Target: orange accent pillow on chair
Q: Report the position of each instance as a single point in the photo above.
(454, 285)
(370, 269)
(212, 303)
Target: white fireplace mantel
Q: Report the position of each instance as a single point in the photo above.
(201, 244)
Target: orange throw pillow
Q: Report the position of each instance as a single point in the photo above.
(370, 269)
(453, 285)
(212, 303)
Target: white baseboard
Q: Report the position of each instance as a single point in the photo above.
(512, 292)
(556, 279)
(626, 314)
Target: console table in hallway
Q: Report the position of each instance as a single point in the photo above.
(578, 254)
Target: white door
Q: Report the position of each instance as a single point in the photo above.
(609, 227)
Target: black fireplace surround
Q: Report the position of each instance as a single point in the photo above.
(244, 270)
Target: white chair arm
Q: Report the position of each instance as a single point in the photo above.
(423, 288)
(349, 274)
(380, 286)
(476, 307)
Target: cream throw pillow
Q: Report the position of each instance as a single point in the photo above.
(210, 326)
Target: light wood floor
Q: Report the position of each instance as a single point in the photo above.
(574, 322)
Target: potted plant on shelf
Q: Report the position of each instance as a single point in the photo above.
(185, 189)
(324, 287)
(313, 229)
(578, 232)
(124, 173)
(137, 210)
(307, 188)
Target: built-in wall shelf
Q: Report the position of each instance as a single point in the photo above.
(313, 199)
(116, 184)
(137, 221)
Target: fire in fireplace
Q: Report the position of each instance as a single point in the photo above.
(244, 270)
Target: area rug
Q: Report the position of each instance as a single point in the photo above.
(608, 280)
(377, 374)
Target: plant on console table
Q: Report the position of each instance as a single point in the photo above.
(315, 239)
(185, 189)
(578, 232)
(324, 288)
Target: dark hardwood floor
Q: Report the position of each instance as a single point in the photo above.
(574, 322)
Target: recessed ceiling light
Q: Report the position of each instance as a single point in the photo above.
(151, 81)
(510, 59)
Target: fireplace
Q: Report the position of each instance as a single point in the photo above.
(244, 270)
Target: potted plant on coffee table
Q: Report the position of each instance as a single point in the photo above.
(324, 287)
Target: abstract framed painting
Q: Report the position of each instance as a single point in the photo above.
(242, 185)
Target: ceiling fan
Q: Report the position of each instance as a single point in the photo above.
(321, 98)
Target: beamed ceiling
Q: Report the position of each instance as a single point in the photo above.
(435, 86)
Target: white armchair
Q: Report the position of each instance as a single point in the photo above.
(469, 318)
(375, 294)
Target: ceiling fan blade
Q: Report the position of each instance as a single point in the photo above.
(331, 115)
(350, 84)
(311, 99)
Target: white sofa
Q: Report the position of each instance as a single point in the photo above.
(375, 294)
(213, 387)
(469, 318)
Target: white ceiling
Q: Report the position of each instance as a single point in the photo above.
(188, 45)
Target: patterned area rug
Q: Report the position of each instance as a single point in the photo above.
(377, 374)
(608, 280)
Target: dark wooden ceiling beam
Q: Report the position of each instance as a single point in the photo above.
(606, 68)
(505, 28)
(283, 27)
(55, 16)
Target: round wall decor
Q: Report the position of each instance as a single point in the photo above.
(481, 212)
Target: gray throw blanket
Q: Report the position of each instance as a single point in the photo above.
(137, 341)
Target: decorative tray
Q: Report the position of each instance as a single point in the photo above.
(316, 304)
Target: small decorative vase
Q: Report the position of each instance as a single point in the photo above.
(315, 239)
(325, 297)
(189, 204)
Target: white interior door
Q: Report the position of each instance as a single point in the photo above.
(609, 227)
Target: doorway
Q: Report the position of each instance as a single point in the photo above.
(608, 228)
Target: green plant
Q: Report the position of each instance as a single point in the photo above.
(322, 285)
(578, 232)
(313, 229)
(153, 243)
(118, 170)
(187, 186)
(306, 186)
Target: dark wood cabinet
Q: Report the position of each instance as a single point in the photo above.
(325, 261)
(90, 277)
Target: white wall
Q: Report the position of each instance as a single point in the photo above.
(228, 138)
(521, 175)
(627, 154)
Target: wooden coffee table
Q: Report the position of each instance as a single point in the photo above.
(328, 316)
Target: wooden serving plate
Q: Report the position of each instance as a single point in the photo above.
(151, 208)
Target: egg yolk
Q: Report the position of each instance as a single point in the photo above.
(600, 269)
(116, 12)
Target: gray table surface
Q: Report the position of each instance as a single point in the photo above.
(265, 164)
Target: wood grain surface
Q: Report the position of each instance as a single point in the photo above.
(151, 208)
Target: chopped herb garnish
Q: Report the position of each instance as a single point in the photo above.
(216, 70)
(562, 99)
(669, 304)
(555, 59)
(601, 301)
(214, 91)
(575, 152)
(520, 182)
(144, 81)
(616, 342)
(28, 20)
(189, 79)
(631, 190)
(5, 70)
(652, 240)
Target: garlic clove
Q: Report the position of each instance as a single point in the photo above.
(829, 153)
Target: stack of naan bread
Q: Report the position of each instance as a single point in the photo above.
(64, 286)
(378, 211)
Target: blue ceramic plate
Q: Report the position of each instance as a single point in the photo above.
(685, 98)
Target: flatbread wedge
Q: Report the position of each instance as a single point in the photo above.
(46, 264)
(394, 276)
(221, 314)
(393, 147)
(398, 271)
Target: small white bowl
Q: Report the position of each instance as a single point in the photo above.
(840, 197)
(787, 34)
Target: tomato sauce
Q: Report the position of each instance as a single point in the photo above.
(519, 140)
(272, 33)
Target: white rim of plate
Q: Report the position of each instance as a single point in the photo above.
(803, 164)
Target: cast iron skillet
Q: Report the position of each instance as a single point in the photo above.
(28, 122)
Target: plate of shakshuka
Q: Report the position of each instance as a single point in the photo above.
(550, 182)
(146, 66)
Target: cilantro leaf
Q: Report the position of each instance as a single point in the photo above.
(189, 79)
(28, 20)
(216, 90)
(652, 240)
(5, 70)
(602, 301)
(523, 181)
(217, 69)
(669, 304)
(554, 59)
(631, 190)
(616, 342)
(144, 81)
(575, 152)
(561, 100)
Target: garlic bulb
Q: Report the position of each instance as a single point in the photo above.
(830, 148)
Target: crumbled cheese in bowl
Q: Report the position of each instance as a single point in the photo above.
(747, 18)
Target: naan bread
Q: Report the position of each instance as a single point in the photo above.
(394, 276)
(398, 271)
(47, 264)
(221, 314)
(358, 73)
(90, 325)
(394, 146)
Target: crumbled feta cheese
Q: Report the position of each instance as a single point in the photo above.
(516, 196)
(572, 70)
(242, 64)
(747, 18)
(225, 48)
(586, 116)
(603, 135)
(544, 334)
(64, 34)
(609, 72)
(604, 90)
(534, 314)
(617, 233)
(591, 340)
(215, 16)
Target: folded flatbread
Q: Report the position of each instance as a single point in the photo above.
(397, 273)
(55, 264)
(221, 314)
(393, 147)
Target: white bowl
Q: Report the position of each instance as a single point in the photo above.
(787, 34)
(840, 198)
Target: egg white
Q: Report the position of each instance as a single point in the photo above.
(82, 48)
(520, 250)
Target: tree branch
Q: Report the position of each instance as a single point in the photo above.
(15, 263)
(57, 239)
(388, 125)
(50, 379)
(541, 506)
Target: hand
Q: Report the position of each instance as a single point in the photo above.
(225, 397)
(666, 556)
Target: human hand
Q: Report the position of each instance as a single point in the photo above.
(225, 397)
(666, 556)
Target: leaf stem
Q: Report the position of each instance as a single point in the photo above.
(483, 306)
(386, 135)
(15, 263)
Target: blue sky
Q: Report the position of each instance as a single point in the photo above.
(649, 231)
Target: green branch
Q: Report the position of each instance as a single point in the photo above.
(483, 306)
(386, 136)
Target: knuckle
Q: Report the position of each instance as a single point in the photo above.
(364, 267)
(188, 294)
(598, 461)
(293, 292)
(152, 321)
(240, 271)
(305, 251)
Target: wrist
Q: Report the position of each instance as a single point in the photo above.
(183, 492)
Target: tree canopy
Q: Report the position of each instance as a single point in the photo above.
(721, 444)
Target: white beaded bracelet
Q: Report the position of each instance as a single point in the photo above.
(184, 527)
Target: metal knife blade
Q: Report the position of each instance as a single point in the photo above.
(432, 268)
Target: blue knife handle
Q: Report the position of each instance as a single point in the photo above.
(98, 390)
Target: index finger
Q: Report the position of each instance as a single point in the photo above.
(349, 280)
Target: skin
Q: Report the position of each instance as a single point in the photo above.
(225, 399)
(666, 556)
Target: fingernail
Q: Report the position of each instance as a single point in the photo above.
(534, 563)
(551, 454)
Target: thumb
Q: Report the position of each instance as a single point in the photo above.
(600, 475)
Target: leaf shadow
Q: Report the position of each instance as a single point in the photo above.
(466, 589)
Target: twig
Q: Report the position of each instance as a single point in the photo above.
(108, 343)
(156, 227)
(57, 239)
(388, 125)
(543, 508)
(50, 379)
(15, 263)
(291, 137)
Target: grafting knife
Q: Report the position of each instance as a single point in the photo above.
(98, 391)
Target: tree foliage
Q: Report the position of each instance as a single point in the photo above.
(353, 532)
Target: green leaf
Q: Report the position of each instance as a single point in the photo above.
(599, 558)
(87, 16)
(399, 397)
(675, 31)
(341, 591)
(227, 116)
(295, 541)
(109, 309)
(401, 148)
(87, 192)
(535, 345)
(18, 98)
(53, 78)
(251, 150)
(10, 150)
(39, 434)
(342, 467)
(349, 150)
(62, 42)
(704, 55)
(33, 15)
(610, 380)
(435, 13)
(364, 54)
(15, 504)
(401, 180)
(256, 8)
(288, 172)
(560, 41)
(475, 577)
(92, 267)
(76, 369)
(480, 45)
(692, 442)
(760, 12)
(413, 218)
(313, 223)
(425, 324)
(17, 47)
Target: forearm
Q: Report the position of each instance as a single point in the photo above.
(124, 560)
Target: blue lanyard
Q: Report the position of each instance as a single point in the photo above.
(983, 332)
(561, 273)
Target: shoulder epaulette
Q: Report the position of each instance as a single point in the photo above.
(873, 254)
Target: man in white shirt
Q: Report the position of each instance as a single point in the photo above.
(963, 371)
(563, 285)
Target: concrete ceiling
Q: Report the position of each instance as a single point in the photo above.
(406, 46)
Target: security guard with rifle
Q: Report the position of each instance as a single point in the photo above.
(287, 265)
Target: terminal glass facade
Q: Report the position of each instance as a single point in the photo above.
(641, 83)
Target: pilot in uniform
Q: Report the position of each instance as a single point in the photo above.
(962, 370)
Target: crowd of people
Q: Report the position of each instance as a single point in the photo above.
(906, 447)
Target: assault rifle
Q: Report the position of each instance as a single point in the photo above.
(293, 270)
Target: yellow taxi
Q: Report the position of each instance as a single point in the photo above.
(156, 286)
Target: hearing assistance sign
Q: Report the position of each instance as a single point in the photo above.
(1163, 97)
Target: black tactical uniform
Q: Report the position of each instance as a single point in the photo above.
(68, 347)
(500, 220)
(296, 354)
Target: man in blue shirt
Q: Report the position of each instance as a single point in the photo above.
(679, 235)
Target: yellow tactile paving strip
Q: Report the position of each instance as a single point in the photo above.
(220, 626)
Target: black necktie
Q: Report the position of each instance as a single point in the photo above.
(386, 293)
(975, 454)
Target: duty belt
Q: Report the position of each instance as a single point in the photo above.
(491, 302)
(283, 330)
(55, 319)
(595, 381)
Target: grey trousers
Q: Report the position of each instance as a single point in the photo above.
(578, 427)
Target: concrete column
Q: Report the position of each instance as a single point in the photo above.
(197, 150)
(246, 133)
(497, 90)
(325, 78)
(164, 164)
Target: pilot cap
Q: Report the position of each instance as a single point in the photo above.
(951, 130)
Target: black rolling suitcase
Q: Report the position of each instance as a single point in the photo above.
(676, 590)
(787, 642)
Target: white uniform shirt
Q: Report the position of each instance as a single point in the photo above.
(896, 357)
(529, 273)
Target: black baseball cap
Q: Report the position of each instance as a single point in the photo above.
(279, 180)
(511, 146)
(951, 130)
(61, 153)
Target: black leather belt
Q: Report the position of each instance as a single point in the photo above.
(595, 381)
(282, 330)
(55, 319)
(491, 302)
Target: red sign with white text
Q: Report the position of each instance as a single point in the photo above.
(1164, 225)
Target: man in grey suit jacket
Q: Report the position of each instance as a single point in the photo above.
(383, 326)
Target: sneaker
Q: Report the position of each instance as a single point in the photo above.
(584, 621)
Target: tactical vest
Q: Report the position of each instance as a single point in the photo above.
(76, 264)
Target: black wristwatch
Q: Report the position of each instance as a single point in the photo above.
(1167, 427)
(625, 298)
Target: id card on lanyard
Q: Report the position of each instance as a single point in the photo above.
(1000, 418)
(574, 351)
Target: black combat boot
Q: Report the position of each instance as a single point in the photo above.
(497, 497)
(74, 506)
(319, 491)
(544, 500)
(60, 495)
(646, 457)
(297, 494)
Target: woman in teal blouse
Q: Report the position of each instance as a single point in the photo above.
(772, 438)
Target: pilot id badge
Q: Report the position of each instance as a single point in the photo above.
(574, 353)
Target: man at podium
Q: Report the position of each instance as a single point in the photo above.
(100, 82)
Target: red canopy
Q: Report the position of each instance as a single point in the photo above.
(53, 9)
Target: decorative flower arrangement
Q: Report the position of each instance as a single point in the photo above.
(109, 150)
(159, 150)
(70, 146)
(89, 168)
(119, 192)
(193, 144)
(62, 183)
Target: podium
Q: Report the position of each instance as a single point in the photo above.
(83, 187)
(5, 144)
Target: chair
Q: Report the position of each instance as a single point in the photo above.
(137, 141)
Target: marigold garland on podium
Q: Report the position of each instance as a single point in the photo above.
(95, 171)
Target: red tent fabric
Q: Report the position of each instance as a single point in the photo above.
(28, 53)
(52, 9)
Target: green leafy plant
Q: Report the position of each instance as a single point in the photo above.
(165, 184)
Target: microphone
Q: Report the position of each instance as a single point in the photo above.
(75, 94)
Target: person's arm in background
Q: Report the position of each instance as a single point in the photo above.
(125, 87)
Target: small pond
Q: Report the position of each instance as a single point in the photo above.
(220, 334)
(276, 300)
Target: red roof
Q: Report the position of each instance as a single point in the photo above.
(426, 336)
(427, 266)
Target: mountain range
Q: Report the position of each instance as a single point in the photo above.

EXERCISE BRIEF: How many of the listing's lines contain "flatbread"? Respond with a single number and nothing else.

SOLUTION BELOW: 2